▶ HALAMAN
····················

Mohon tunggu...
Kompasianer METTASIK
Kompasianer METTASIK Mohon Tunggu... Lainnya - Menulis itu Asyik, Berbagi Kebahagiaan dengan Cara Unik

Metta, Karuna, Mudita, Upekkha

Selanjutnya

Tutup

Diary Pilihan

Genggaman Erat Itu pun Akan Terlepas Jua

11 April 2023   15:03 Diperbarui: 11 April 2023   15:07 779
+
Laporkan Konten
Laporkan Akun
Kompasiana adalah platform blog. Konten ini menjadi tanggung jawab bloger dan tidak mewakili pandangan redaksi Kompas.
Lihat foto
Bagikan ide kreativitasmu dalam bentuk konten di Kompasiana | Sumber gambar: Freepik

Lama aku terbelenggu, menuntut  diri lepas untuk mencari hubungan sejati tanpa embel-embel. Seperti terlihat jelas dari foto yang aku jadikan latar belakang tulisan ini .

Melihat genggaman erat digambar itu, menimbulkan keinginan kuatku untuk kembali menulis. Mencurahkan sesuatu yang terbelenggu di dalam pikiranku. Aku menghabiskan banyak waktu terbuang percuma hanya untuk mencari jawaban dari kekosongan yang aku rasakan. Ternyata aku tersadarkan semua kekosongan itu adanya didalam, bukan diluar diri. Dan perlu aku kupas tuntas perlahan tapi pasti.

Ada kenangan pahit yang terkubur di dalam batin ini, menggerogoti kebahagiaan. Tumbuh bagaikan akar kanker yang terus menjalar dan menghancurkan organ tubun. Tanpa sadar, aku pupuk terus dan pelihara dengan subur. Hanya sedikit usaha untuk mencegahnya bertumbuh. Aku lupa bersyukur dan menghargai kenangan manis  serta semua keberadaanku.  

Jauh didalam lubuk hatiku aku masih menyimpan kenangan pahit yang kudapatkan dari seorang yang harusnya menjadi orang yang aku hormati, role modelku. Aku berjuang keras untuk menjadi yang terbaik hanya untuk mendapatkan sedikit perhatiannya. Semua itu hanya tinggal harapan. Orang yang aku hormati itu masih bergeming dari kebekuannya. Seperti batu karang.  Aku bertumbuh dan terus berlari, berharap di suatu saat nanti mendapatkan sesuatu untuk menutupi ruang kosong itu. Sesuatu yang aku defenisikan sebagai "Genggaman Erat."

····················

▶ DESKRIPSI LATIHAN
Ambil dari tulisan tentang genggaman erat di atas bagian mulai "Melihat genggaman erat" hingga "manis  serta semua keberadaanku.", lalu salin persis tanpa mengubah satu kata pun.

(Item tersimpan)
····················

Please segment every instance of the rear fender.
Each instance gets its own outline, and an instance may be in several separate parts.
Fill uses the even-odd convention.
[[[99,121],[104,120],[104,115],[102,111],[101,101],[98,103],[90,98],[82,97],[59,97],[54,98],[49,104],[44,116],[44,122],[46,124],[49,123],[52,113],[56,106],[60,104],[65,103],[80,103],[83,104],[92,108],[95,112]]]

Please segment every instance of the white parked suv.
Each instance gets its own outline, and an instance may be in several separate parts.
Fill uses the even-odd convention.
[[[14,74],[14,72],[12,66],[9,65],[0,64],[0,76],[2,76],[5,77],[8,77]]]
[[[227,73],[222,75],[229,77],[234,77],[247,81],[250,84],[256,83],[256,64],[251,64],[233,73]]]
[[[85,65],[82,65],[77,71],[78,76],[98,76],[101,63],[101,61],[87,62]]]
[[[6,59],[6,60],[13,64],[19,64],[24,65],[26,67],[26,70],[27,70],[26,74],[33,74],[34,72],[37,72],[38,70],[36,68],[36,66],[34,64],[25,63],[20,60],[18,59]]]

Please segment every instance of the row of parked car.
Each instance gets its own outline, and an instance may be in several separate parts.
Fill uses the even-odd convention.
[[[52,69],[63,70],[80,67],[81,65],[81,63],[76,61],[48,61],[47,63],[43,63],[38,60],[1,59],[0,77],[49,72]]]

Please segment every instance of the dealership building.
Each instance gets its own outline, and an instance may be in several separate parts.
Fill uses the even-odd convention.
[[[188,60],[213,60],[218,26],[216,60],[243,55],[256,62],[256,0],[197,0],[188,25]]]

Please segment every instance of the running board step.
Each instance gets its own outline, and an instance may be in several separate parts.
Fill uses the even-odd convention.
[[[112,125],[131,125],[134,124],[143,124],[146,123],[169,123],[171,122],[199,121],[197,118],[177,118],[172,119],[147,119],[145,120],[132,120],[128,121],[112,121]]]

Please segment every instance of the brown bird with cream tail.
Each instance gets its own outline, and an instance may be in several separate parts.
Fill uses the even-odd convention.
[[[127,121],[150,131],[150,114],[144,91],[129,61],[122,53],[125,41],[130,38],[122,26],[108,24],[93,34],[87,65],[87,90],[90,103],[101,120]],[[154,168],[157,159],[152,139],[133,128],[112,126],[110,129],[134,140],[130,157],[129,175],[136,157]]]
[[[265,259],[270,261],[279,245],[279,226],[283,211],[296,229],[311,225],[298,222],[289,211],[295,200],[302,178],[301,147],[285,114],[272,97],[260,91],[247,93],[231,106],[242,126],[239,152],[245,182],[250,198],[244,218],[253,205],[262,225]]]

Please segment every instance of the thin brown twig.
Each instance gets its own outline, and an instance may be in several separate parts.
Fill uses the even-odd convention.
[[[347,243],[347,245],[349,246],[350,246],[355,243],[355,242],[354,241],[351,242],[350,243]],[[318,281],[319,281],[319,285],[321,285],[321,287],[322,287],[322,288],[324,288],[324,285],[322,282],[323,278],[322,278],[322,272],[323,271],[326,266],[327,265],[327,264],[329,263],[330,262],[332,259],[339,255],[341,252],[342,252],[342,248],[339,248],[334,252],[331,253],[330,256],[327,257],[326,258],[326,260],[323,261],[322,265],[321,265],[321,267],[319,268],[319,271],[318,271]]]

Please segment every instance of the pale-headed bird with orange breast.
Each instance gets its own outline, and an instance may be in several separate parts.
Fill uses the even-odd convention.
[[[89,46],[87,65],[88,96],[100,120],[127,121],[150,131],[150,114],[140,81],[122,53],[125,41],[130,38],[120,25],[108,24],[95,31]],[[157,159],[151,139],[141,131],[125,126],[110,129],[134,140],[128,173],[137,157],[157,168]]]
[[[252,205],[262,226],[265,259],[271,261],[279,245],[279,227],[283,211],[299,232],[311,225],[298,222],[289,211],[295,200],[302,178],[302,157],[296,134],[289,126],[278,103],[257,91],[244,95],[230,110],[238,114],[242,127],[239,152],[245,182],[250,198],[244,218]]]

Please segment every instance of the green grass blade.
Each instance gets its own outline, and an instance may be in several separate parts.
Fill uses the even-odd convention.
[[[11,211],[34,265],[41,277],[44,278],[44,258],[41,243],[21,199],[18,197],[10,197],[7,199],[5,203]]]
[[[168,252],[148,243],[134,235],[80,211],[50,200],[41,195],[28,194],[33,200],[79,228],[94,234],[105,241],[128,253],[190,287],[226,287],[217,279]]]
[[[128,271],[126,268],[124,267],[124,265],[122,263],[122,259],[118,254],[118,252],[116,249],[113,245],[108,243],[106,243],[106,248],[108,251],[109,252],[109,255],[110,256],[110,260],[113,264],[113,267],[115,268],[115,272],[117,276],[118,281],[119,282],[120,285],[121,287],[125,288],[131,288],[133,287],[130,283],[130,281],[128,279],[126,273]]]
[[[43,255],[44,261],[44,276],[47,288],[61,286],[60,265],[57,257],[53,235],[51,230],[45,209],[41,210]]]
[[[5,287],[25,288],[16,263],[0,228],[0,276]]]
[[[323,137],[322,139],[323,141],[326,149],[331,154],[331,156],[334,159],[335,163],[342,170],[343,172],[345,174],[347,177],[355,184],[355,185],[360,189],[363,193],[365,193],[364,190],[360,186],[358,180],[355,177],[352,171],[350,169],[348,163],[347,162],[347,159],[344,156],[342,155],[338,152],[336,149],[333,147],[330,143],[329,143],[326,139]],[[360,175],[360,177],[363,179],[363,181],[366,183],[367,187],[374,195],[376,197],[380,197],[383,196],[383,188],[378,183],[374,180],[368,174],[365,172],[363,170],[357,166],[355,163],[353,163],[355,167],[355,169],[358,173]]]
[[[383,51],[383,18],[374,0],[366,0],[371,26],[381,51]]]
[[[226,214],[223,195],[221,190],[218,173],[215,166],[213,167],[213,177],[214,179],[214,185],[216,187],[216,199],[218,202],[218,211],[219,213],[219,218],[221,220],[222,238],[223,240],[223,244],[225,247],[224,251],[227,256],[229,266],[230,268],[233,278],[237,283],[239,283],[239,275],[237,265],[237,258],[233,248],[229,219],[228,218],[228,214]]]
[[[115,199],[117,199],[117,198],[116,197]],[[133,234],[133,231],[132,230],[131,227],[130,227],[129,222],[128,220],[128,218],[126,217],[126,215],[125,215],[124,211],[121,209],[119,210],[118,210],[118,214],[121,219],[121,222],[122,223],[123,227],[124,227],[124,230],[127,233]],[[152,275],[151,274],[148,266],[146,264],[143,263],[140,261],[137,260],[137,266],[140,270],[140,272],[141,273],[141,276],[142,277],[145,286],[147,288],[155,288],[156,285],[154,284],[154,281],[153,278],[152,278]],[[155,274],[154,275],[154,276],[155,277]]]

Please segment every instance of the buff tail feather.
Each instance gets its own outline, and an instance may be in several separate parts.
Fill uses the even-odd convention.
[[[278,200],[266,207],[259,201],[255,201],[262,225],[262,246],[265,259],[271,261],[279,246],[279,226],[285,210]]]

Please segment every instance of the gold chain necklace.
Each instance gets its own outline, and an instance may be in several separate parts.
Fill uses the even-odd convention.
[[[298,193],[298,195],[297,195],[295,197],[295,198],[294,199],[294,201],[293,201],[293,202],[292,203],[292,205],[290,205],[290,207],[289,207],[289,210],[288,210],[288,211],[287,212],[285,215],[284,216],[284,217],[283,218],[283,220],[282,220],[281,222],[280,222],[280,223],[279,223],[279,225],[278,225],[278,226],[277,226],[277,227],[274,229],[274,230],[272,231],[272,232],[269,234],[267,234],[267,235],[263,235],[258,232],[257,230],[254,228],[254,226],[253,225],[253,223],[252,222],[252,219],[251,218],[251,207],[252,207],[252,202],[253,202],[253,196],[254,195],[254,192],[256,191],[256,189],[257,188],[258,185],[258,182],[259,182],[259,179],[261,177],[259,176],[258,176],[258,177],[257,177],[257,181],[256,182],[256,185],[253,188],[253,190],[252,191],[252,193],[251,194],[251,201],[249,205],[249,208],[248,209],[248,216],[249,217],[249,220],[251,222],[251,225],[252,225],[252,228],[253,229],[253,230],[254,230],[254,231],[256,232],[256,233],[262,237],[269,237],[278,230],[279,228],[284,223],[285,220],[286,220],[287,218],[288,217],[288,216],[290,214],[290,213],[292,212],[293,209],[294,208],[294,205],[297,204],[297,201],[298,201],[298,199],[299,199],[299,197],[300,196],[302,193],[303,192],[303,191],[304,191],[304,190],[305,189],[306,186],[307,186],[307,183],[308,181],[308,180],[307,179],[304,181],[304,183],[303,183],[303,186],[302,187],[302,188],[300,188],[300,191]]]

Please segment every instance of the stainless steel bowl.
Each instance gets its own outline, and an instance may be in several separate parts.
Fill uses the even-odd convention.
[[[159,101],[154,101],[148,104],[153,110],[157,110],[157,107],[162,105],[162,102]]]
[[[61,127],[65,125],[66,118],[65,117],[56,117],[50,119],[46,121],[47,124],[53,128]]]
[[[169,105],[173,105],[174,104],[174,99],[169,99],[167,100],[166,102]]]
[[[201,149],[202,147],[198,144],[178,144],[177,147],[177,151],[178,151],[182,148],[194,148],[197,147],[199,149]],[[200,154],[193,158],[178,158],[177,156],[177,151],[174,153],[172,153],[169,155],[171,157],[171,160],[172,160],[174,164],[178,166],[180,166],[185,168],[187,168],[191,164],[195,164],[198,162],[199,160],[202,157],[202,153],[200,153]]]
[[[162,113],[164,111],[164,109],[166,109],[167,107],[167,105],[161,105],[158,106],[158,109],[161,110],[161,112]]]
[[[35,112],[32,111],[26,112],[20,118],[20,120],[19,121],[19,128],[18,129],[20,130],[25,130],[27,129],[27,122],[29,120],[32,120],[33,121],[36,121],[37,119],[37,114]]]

····················

▶ JAWABAN LATIHAN
Melihat genggaman erat digambar itu, menimbulkan keinginan kuatku untuk kembali menulis. Mencurahkan sesuatu yang terbelenggu di dalam pikiranku. Aku menghabiskan banyak waktu terbuang percuma hanya untuk mencari jawaban dari kekosongan yang aku rasakan. Ternyata aku tersadarkan semua kekosongan itu adanya didalam, bukan diluar diri. Dan perlu aku kupas tuntas perlahan tapi pasti.

Ada kenangan pahit yang terkubur di dalam batin ini, menggerogoti kebahagiaan. Tumbuh bagaikan akar kanker yang terus menjalar dan menghancurkan organ tubun. Tanpa sadar, aku pupuk terus dan pelihara dengan subur. Hanya sedikit usaha untuk mencegahnya bertumbuh. Aku lupa bersyukur dan menghargai kenangan manis  serta semua keberadaanku.